**Task list**:
(A) Echo the Stage School Australia text from "Stage School Australia" to "level and experience.", word for word.
(B) Answer these questions from the Stage School Australia text:
(i) What was the organization's former name?
(ii) In what year was it established?
(iii) In what year did the company set up four theatre ensembles with a musical theatre focus?

Stage School Australia (formerly Children's Performing Company of Australia - CPCA) is a Melbourne-based performing arts training provider for young people.

Established in 1984 as the Victorian Children's Theatre. It notably encompasses the Young Australian Broadway Chorus and the Victorian Youth Theatre. Since its foundation, the organisation has expanded to twenty one locations across the greater Melbourne area to become one of the largest performing arts tuition providers in the state of Victoria.

Performing Arts Tuition
Stage School offers several streams of training which, depending on the age of the young people, can be conducted separately or concurrently.  Most streams have a hierarchical structure wherein students may be promoted to a more advanced group, based on the student's skill level and experience.

Young Australian Broadway Chorus
In 1995, the company established four theatre ensembles with a strong musical theatre focus. These expanded to become what is now known as the Young Australian Broadway Chorus (YABC), the stream which trains students in singing, dancing and acting.

**Stored records**:
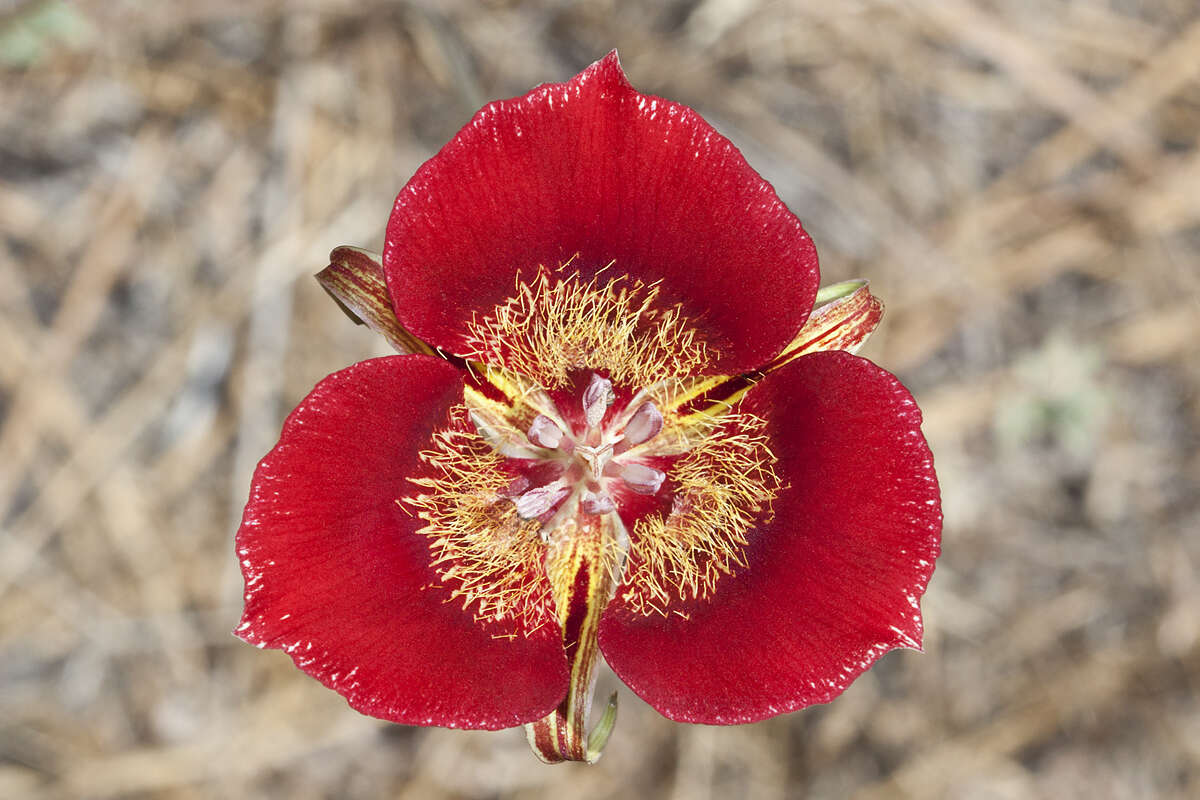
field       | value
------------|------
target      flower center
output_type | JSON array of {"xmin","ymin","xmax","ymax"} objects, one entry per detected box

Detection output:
[{"xmin": 472, "ymin": 373, "xmax": 666, "ymax": 537}]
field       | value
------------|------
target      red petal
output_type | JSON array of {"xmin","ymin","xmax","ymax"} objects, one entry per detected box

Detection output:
[
  {"xmin": 600, "ymin": 351, "xmax": 942, "ymax": 723},
  {"xmin": 384, "ymin": 53, "xmax": 818, "ymax": 374},
  {"xmin": 236, "ymin": 355, "xmax": 568, "ymax": 728}
]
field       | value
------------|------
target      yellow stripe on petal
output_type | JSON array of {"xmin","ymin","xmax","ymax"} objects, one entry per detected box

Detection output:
[{"xmin": 526, "ymin": 513, "xmax": 629, "ymax": 764}]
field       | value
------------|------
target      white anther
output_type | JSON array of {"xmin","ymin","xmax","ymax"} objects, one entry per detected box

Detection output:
[
  {"xmin": 583, "ymin": 373, "xmax": 617, "ymax": 428},
  {"xmin": 620, "ymin": 464, "xmax": 667, "ymax": 494},
  {"xmin": 580, "ymin": 491, "xmax": 617, "ymax": 513},
  {"xmin": 529, "ymin": 414, "xmax": 563, "ymax": 450},
  {"xmin": 514, "ymin": 481, "xmax": 571, "ymax": 519},
  {"xmin": 625, "ymin": 402, "xmax": 662, "ymax": 445}
]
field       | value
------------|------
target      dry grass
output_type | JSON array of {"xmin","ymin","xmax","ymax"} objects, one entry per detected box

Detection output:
[{"xmin": 0, "ymin": 0, "xmax": 1200, "ymax": 800}]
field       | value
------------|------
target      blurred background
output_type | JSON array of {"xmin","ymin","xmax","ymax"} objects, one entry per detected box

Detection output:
[{"xmin": 0, "ymin": 0, "xmax": 1200, "ymax": 800}]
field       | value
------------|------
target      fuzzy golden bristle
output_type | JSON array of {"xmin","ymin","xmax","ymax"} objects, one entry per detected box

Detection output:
[
  {"xmin": 622, "ymin": 413, "xmax": 780, "ymax": 616},
  {"xmin": 402, "ymin": 419, "xmax": 554, "ymax": 634},
  {"xmin": 467, "ymin": 265, "xmax": 714, "ymax": 389}
]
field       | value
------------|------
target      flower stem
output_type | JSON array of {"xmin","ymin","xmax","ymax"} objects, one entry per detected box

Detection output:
[{"xmin": 526, "ymin": 513, "xmax": 629, "ymax": 764}]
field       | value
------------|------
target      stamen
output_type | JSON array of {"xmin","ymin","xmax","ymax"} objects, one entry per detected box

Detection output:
[
  {"xmin": 625, "ymin": 402, "xmax": 662, "ymax": 445},
  {"xmin": 529, "ymin": 414, "xmax": 563, "ymax": 450},
  {"xmin": 514, "ymin": 481, "xmax": 571, "ymax": 519},
  {"xmin": 583, "ymin": 373, "xmax": 617, "ymax": 428},
  {"xmin": 620, "ymin": 464, "xmax": 666, "ymax": 494}
]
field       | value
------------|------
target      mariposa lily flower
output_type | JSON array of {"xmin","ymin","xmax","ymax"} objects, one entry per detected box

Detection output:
[{"xmin": 236, "ymin": 53, "xmax": 941, "ymax": 762}]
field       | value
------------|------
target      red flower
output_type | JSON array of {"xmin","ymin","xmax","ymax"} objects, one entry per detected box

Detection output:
[{"xmin": 238, "ymin": 53, "xmax": 941, "ymax": 760}]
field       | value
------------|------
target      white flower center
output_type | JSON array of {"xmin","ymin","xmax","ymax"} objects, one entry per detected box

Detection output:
[{"xmin": 475, "ymin": 374, "xmax": 666, "ymax": 522}]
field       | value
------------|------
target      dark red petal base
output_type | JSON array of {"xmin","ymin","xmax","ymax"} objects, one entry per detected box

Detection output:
[
  {"xmin": 236, "ymin": 355, "xmax": 568, "ymax": 729},
  {"xmin": 383, "ymin": 53, "xmax": 818, "ymax": 374},
  {"xmin": 600, "ymin": 351, "xmax": 942, "ymax": 724}
]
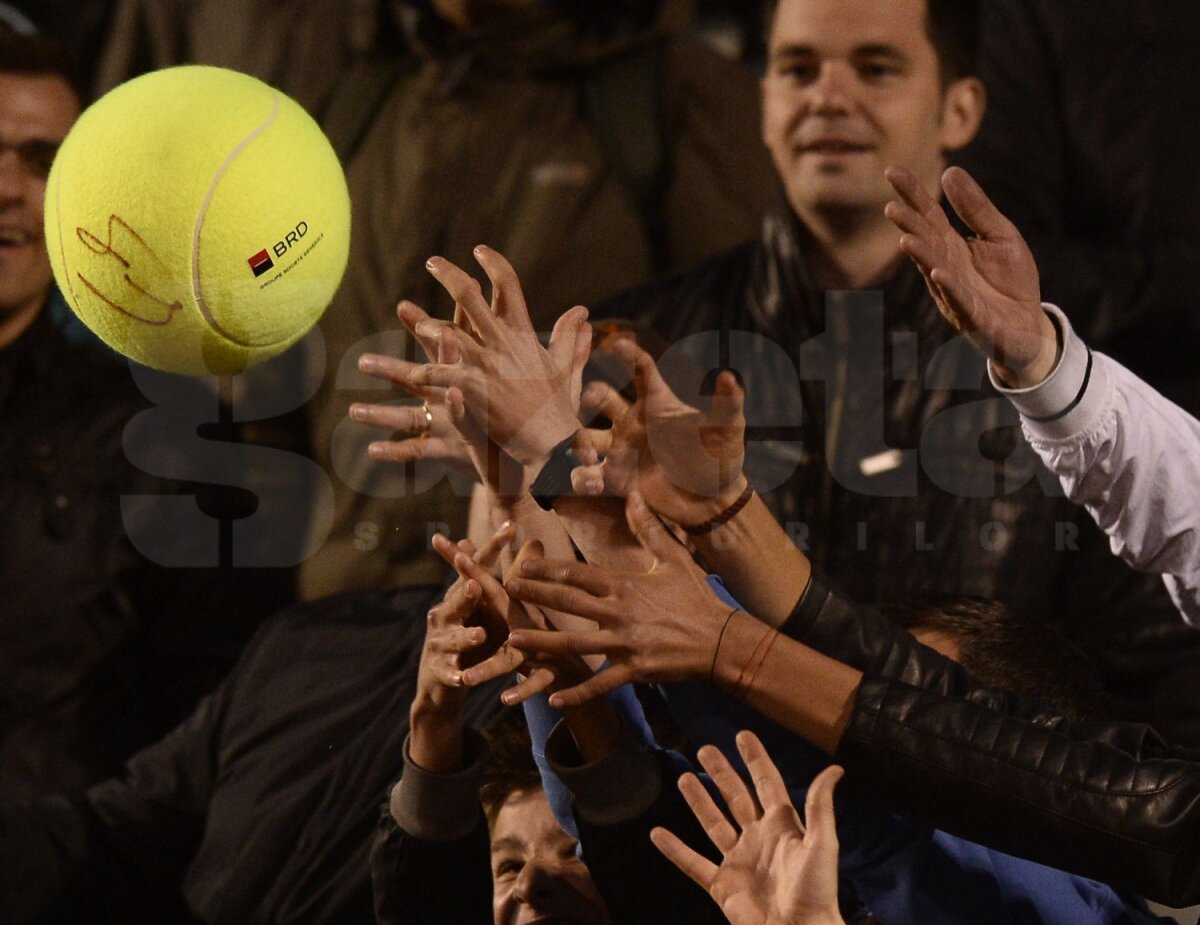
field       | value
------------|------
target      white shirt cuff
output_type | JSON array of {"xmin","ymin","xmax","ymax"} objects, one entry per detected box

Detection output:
[{"xmin": 988, "ymin": 302, "xmax": 1108, "ymax": 440}]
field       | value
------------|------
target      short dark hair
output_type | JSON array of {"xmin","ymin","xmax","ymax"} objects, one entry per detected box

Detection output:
[
  {"xmin": 763, "ymin": 0, "xmax": 983, "ymax": 85},
  {"xmin": 479, "ymin": 710, "xmax": 541, "ymax": 825},
  {"xmin": 880, "ymin": 593, "xmax": 1109, "ymax": 719},
  {"xmin": 0, "ymin": 23, "xmax": 88, "ymax": 109}
]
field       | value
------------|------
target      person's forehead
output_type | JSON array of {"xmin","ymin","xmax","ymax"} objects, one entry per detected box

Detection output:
[
  {"xmin": 770, "ymin": 0, "xmax": 932, "ymax": 55},
  {"xmin": 0, "ymin": 73, "xmax": 79, "ymax": 143},
  {"xmin": 492, "ymin": 789, "xmax": 571, "ymax": 849}
]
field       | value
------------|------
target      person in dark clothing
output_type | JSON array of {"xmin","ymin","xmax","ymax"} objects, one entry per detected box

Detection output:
[
  {"xmin": 0, "ymin": 588, "xmax": 503, "ymax": 925},
  {"xmin": 598, "ymin": 0, "xmax": 1200, "ymax": 741},
  {"xmin": 0, "ymin": 29, "xmax": 294, "ymax": 799},
  {"xmin": 959, "ymin": 0, "xmax": 1200, "ymax": 412}
]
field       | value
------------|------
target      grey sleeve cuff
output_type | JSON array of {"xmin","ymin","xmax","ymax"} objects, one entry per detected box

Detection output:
[
  {"xmin": 389, "ymin": 729, "xmax": 485, "ymax": 841},
  {"xmin": 988, "ymin": 304, "xmax": 1108, "ymax": 440},
  {"xmin": 546, "ymin": 720, "xmax": 662, "ymax": 825}
]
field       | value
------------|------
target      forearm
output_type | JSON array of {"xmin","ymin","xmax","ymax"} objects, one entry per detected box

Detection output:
[
  {"xmin": 1008, "ymin": 305, "xmax": 1200, "ymax": 619},
  {"xmin": 835, "ymin": 677, "xmax": 1200, "ymax": 906},
  {"xmin": 408, "ymin": 691, "xmax": 466, "ymax": 774},
  {"xmin": 695, "ymin": 494, "xmax": 812, "ymax": 626},
  {"xmin": 713, "ymin": 611, "xmax": 862, "ymax": 755}
]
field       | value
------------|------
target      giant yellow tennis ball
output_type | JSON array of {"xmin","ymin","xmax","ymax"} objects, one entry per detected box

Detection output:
[{"xmin": 46, "ymin": 66, "xmax": 350, "ymax": 374}]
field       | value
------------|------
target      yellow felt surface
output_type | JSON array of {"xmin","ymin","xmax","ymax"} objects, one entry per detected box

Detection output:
[{"xmin": 46, "ymin": 66, "xmax": 349, "ymax": 373}]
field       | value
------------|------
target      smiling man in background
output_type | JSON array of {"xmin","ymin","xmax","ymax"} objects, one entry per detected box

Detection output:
[{"xmin": 600, "ymin": 0, "xmax": 1185, "ymax": 739}]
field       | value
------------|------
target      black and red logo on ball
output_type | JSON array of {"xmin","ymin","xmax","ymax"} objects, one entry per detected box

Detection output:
[{"xmin": 246, "ymin": 247, "xmax": 275, "ymax": 276}]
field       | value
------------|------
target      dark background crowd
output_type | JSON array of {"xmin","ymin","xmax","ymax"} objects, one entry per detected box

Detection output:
[{"xmin": 7, "ymin": 0, "xmax": 1200, "ymax": 923}]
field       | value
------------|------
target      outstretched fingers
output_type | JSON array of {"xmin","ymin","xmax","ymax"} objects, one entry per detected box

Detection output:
[
  {"xmin": 359, "ymin": 353, "xmax": 442, "ymax": 401},
  {"xmin": 509, "ymin": 557, "xmax": 612, "ymax": 603},
  {"xmin": 650, "ymin": 827, "xmax": 718, "ymax": 890},
  {"xmin": 606, "ymin": 337, "xmax": 671, "ymax": 398},
  {"xmin": 883, "ymin": 167, "xmax": 954, "ymax": 235},
  {"xmin": 625, "ymin": 488, "xmax": 688, "ymax": 561},
  {"xmin": 804, "ymin": 764, "xmax": 845, "ymax": 846},
  {"xmin": 350, "ymin": 402, "xmax": 434, "ymax": 437},
  {"xmin": 425, "ymin": 257, "xmax": 506, "ymax": 344},
  {"xmin": 474, "ymin": 245, "xmax": 533, "ymax": 330},
  {"xmin": 461, "ymin": 644, "xmax": 526, "ymax": 687},
  {"xmin": 737, "ymin": 729, "xmax": 792, "ymax": 812},
  {"xmin": 500, "ymin": 668, "xmax": 558, "ymax": 707},
  {"xmin": 546, "ymin": 305, "xmax": 590, "ymax": 374},
  {"xmin": 678, "ymin": 772, "xmax": 738, "ymax": 854},
  {"xmin": 942, "ymin": 167, "xmax": 1018, "ymax": 241},
  {"xmin": 696, "ymin": 745, "xmax": 761, "ymax": 830},
  {"xmin": 706, "ymin": 370, "xmax": 746, "ymax": 428}
]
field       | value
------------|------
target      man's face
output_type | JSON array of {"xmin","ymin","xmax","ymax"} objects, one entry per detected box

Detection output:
[
  {"xmin": 492, "ymin": 788, "xmax": 608, "ymax": 925},
  {"xmin": 762, "ymin": 0, "xmax": 950, "ymax": 224},
  {"xmin": 0, "ymin": 73, "xmax": 79, "ymax": 323}
]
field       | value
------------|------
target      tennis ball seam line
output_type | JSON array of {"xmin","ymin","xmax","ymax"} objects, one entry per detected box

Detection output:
[{"xmin": 192, "ymin": 92, "xmax": 288, "ymax": 349}]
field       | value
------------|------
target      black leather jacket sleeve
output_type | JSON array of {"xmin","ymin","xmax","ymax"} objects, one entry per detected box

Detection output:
[{"xmin": 784, "ymin": 577, "xmax": 1200, "ymax": 906}]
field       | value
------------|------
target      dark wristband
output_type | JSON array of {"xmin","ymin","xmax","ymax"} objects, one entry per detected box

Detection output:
[{"xmin": 529, "ymin": 431, "xmax": 578, "ymax": 511}]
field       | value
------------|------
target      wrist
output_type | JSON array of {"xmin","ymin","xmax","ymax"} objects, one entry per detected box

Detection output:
[
  {"xmin": 512, "ymin": 408, "xmax": 580, "ymax": 476},
  {"xmin": 710, "ymin": 611, "xmax": 776, "ymax": 699},
  {"xmin": 679, "ymin": 475, "xmax": 754, "ymax": 536},
  {"xmin": 527, "ymin": 424, "xmax": 581, "ymax": 510},
  {"xmin": 992, "ymin": 310, "xmax": 1063, "ymax": 389}
]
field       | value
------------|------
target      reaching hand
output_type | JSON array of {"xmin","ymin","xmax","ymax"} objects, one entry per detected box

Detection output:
[
  {"xmin": 454, "ymin": 540, "xmax": 592, "ymax": 707},
  {"xmin": 415, "ymin": 523, "xmax": 514, "ymax": 715},
  {"xmin": 505, "ymin": 492, "xmax": 730, "ymax": 708},
  {"xmin": 571, "ymin": 337, "xmax": 745, "ymax": 525},
  {"xmin": 409, "ymin": 247, "xmax": 590, "ymax": 471},
  {"xmin": 884, "ymin": 167, "xmax": 1057, "ymax": 388},
  {"xmin": 650, "ymin": 732, "xmax": 844, "ymax": 925},
  {"xmin": 350, "ymin": 301, "xmax": 534, "ymax": 495},
  {"xmin": 350, "ymin": 319, "xmax": 476, "ymax": 479}
]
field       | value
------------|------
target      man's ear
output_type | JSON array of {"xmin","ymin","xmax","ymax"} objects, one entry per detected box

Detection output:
[{"xmin": 942, "ymin": 77, "xmax": 988, "ymax": 151}]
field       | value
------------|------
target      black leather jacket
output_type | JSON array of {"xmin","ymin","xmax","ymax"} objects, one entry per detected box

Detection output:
[
  {"xmin": 599, "ymin": 200, "xmax": 1200, "ymax": 741},
  {"xmin": 782, "ymin": 576, "xmax": 1200, "ymax": 906}
]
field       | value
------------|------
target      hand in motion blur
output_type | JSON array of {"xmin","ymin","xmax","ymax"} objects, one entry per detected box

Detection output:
[
  {"xmin": 571, "ymin": 336, "xmax": 745, "ymax": 525},
  {"xmin": 505, "ymin": 492, "xmax": 730, "ymax": 708},
  {"xmin": 650, "ymin": 732, "xmax": 844, "ymax": 925},
  {"xmin": 401, "ymin": 247, "xmax": 592, "ymax": 473},
  {"xmin": 884, "ymin": 167, "xmax": 1058, "ymax": 388},
  {"xmin": 350, "ymin": 302, "xmax": 478, "ymax": 479}
]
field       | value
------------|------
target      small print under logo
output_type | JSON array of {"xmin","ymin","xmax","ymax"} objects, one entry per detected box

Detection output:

**Solution set**:
(A)
Stage School Australia (formerly Children's Performing Company of Australia - CPCA) is a Melbourne-based performing arts training provider for young people.

Established in 1984 as the Victorian Children's Theatre. It notably encompasses the Young Australian Broadway Chorus and the Victorian Youth Theatre. Since its foundation, the organisation has expanded to twenty one locations across the greater Melbourne area to become one of the largest performing arts tuition providers in the state of Victoria.

Performing Arts Tuition
Stage School offers several streams of training which, depending on the age of the young people, can be conducted separately or concurrently.  Most streams have a hierarchical structure wherein students may be promoted to a more advanced group, based on the student's skill level and experience.

(B)
(i) Children's Performing Company of Australia (CPCA)
(ii) 1984
(iii) 1995